** start of SUPPLIED DATA **
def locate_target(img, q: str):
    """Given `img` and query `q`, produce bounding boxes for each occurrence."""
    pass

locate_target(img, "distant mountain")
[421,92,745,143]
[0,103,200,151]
** end of SUPPLIED DATA **
DIRECTION >> Rewrite all the records with "locate_target" replaced by "detect_objects" wherever it occurs, keeping every other character unchanged.

WRITTEN ANSWER >>
def detect_objects(img, q: str):
    """Given `img` and query `q`, produce bounding boxes for each occurrence."""
    pass

detect_objects(img, "distant mountain")
[421,92,745,143]
[0,103,200,151]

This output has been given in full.